= Supplied passage =
*-*-*
Compacting The compacting operation compacts the datastore files, that is, removes the data items that become unnecessary after some of the backups have been deleted. Compacting creates a clone of the datastore, but it does not copy the entire datastore at once. The software checks every data item in the datastore. If there is a link to the item from an existing archive, the item is moved to the new datastore. At the end of the operation, the old datastore contains only the unnecessary items and it is safely deleted. The worst situation from the disk space standpoint is when a datastore contains an item corresponding to a large file. The software needs space to copy this item to the new datastore before deleting it from the old one. This way, free disk space required for compacting is equal to the size of the largest file expected in a file-level backup. For disk-level backups, the a data item size is equal to the disk block size and so is negligible. Number of connections The default settings for ASN connections and backup queue length are: - 10 machines for simultaneous backup - 50 machines waiting in the queue These numbers can be safely changed to 50/50 for now, due to major enhancement in ASN handling parallel backups. This can reduce an average backup time. ASN client machine number estimations One ASN can process a limited number of client machines. To estimate this limit one should take into account how much data is going to be backed up and take into consideration the general backup to ASN speed as well as indexing speed. Backup to ASN speed depends on the ASN machine configuration and it is actually hard to estimate the configuration to be used. Here is an example test results which can be used for rough estimations *: - Backup data size: 200 Gb - Backup time: 200 Min - Indexing time: 570 Min Backup and restore work almost independently so to estimate how much data can be processed by a single ASN indexing time can be used. In the example configuration ASN can reindex 500 Gb of backup data a day. The amount of data to be backed up from one machine can be taken from internal company statistics. General assumption is that each client machine has about 70 Gb of data to be backed up with 2% daily change rate. For initial full backups ASN will be able to process 500/70=7 machines a day (if the network bandwidth is not a bottleneck, see above). For incremental data processing the number of machines is

pretty big. So the number of machines to be processed by one ASN depends on the time one has for initial backups. * the configuration of the test server: 2x Intel Xeon E5420 2.5GHz, 8 Gb RAM, RAID0 on SATA 7200 rpm disks (6 disks) for both storage and DB.
*-*-*
= Dataset excerpts =

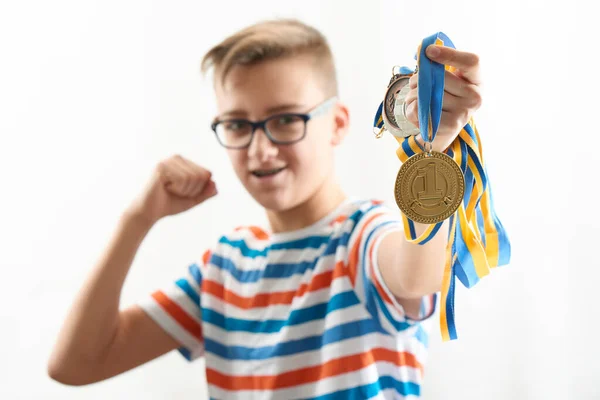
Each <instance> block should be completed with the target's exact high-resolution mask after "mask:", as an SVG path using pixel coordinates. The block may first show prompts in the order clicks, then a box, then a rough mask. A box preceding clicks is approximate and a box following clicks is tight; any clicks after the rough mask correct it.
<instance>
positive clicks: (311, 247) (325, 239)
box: [219, 235, 331, 258]
mask: <svg viewBox="0 0 600 400" xmlns="http://www.w3.org/2000/svg"><path fill="white" fill-rule="evenodd" d="M330 238H331V237H330V236H329V235H324V236H323V235H315V236H308V237H305V238H302V239H298V240H292V241H287V242H280V243H272V244H271V245H269V246H268V247H265V248H264V249H260V250H259V249H253V248H251V247H248V244H247V243H246V241H245V240H243V239H236V240H232V239H229V238H227V237H226V236H224V237H222V238H221V239H220V240H219V243H221V244H226V245H229V246H231V247H233V248H236V249H239V250H240V253H241V254H242V256H244V257H247V258H257V257H266V256H267V254H268V253H269V250H305V249H318V248H319V247H321V246H323V245H324V244H325V243H327V242H328V241H329V240H330Z"/></svg>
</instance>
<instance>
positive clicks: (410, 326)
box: [371, 284, 412, 333]
mask: <svg viewBox="0 0 600 400" xmlns="http://www.w3.org/2000/svg"><path fill="white" fill-rule="evenodd" d="M371 286H372V289H371V291H372V292H373V293H374V296H375V300H376V301H377V304H378V305H379V309H380V310H381V312H382V313H383V315H384V316H385V318H386V319H387V320H388V321H389V323H390V324H392V326H393V327H394V328H395V329H396V331H398V332H402V331H404V330H406V329H408V328H410V327H411V326H412V324H411V323H408V322H406V321H398V320H396V319H395V318H394V317H393V316H392V314H391V313H390V310H389V309H388V306H387V305H386V304H385V301H383V299H382V298H381V296H380V295H379V293H378V292H377V289H376V288H375V285H373V284H371ZM390 333H393V332H390Z"/></svg>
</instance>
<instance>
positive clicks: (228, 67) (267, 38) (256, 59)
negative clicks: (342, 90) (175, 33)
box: [201, 19, 338, 96]
mask: <svg viewBox="0 0 600 400" xmlns="http://www.w3.org/2000/svg"><path fill="white" fill-rule="evenodd" d="M297 55H308V56H312V58H313V61H314V67H315V71H316V72H317V74H318V75H319V76H320V78H321V79H322V81H323V84H324V89H325V93H326V94H327V95H328V96H333V95H337V94H338V85H337V77H336V71H335V65H334V60H333V55H332V52H331V49H330V47H329V44H328V42H327V39H326V38H325V37H324V36H323V34H322V33H321V32H319V31H318V30H317V29H315V28H313V27H311V26H309V25H306V24H305V23H303V22H300V21H298V20H296V19H275V20H267V21H262V22H259V23H256V24H254V25H251V26H248V27H247V28H245V29H242V30H241V31H238V32H237V33H234V34H233V35H231V36H229V37H228V38H226V39H225V40H223V41H222V42H221V43H219V44H218V45H216V46H214V47H213V48H212V49H210V50H209V51H208V53H206V55H205V56H204V58H203V59H202V64H201V69H202V73H203V74H205V73H206V72H207V71H208V70H209V69H210V68H214V72H215V75H214V79H215V82H216V80H217V78H220V79H221V84H223V83H224V82H225V78H226V77H227V74H228V73H229V72H230V71H231V69H232V68H233V67H234V66H236V65H253V64H258V63H260V62H262V61H268V60H274V59H280V58H285V57H293V56H297Z"/></svg>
*-*-*
= What you will do =
1. List each measurement given in the example test results of the ASN passage, along with its value.
2. Reproduce the ASN passage from "pretty big. So" up to and including "storage and DB.".
The material has no connection to the ASN passage.

= Answers provided =
1.
- Backup data size: 200 Gb
- Backup time: 200 Min
- Indexing time: 570 Min

2.
pretty big. So the number of machines to be processed by one ASN depends on the time one has for initial backups. * the configuration of the test server: 2x Intel Xeon E5420 2.5GHz, 8 Gb RAM, RAID0 on SATA 7200 rpm disks (6 disks) for both storage and DB.